- _Extract provided_
= Beginning of Section =

On the bright side, my period, which had been so hideously long and heavy that I was diagnosed with iron deficiency anemia, dwindled to a trickle that came and went in four uneventful days.

Best of all, though, I felt in control of my body and my life. I carried my pink compact everywhere with me, so I’d be able to take my pill at the same time every day.

Still, taking oral contraception did not prevent me from panicking when something seemed amiss. I had my first pregnancy scare in my late 20s, when my period was over a week late, despite still being on the pill. My home pregnancy test showed negative, but I didn’t believe it until I actually got my period yet another week later. How ironic that this thing I so loathed was also the thing whose arrival I most celebrated.

Lauren, a 21-year-old college student I interviewed for my documentary, told me how she used to take pregnancy tests during long stretches of time when she was not sexually active, just because she was so paranoid about pregnancy. When I first met her, she was already two years into building a case to get her fallopian tubes tied or removed. (These procedures can be more difficult for younger or child-free women to obtain, as some doctors worry that you’ll change your mind.)

= End of Section =

- _Provided records_
= Beginning of Section =

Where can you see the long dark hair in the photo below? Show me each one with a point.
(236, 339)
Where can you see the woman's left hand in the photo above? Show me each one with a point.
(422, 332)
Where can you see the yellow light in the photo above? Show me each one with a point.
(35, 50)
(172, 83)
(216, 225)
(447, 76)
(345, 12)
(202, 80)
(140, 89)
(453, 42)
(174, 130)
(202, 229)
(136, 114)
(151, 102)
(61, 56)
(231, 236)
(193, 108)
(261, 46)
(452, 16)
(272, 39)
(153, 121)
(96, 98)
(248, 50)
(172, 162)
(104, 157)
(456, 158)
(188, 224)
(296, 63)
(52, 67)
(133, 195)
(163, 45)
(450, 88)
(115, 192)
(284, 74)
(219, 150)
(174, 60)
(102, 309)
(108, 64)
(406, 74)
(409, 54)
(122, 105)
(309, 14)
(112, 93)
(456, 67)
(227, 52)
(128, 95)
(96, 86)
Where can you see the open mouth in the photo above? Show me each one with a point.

= End of Section =
= Beginning of Section =

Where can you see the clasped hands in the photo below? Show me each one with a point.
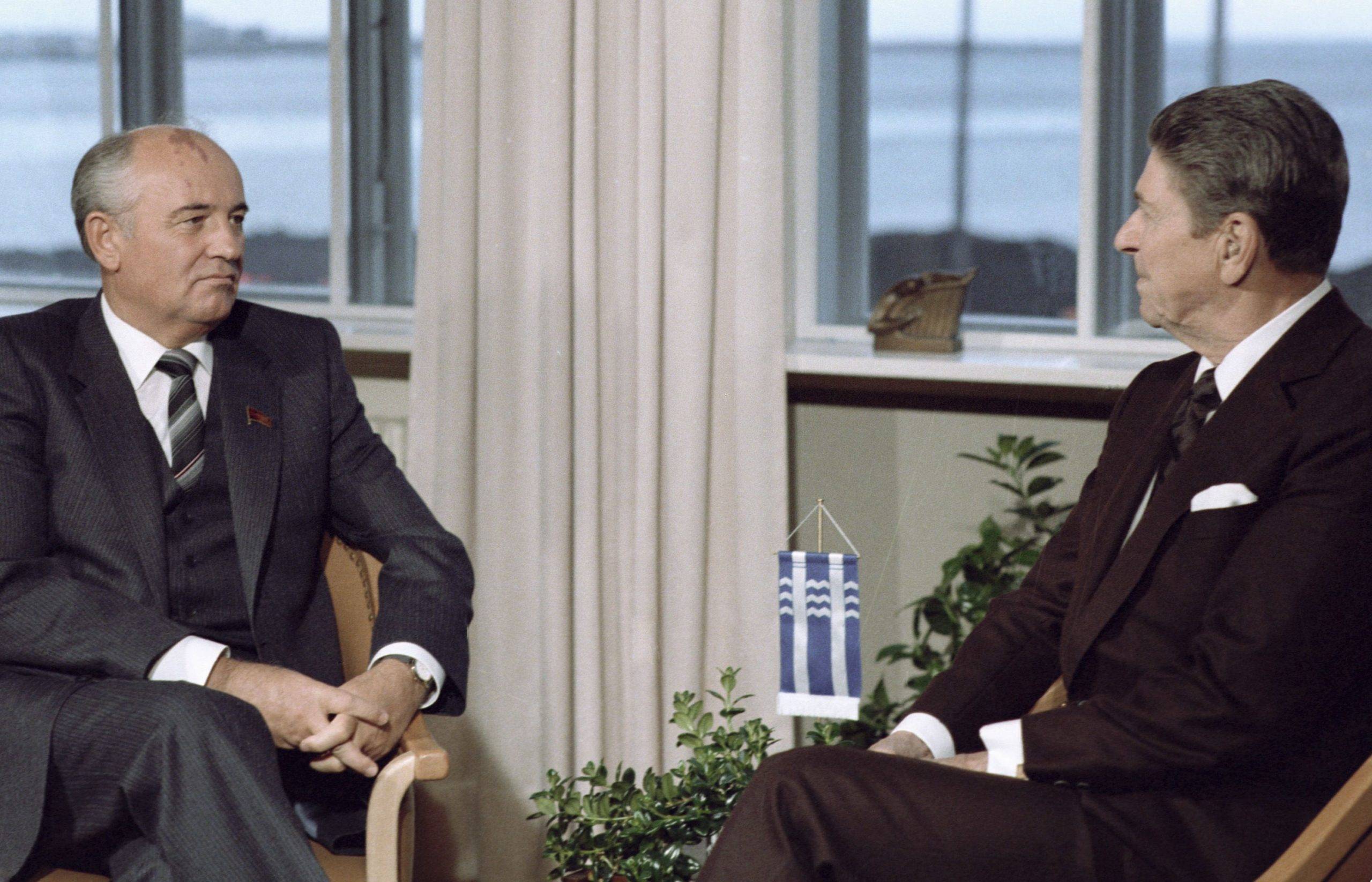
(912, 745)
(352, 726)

= End of Section =

- _Try it_
Pick up the passage about birth control and pregnancy scares after its final sentence and continue it.

- _Expected answer_
By my late 30s, after 15 years on the pill, my blood pressure had reached dangerous heights, but every time my gynecologist told me to go off the pill, I refused. (Birth control pills with estrogen, especially in higher doses, can sometimes raise blood pressure in some people, which could put you at risk for stroke or heart disease). She sent me home with a blood pressure cuff and told me to check it every day. Not until age 40 did I finally quit the pill: I came to my senses about my high blood pressure, but more than anything, I was just so tired of being the only person ever in charge of birth control.

Now it was my partners’ turn to take responsibility. Over the years, I had heard so many excuses from guys who didn’t want to put on a condom, like it didn’t feel as good, or it killed the mood. When I got off the pill, they wrapped themselves up with no complaint—and I saved my last unused pill compact as a souvenir.

I eased into my 40s reliant on condoms and my aging ovaries. Sure enough, one day I found myself sitting on the toilet seat waiting for a little stick to tell me if I was pregnant or not. As time crawled by, I thought about where I’d go for an abortion: The clinic in New York City where I regularly escorted women past half a dozen protesters from a nearby Catholic church. As they offered prayers, they pressed pamphlets full of inaccuracies into the hands of these young women, telling them their grandmothers were ashamed of them. My test came out negative, but I remained an escort until the clinic stopped doing abortions altogether.

Many women who don’t want children can rattle off a list of things people have accused them of being: selfish, immoral, cold, greedy, unable to experience real love—just to name a few. But to me, the worst part has never been the name calling, or the threats of lifelong regret and dying alone.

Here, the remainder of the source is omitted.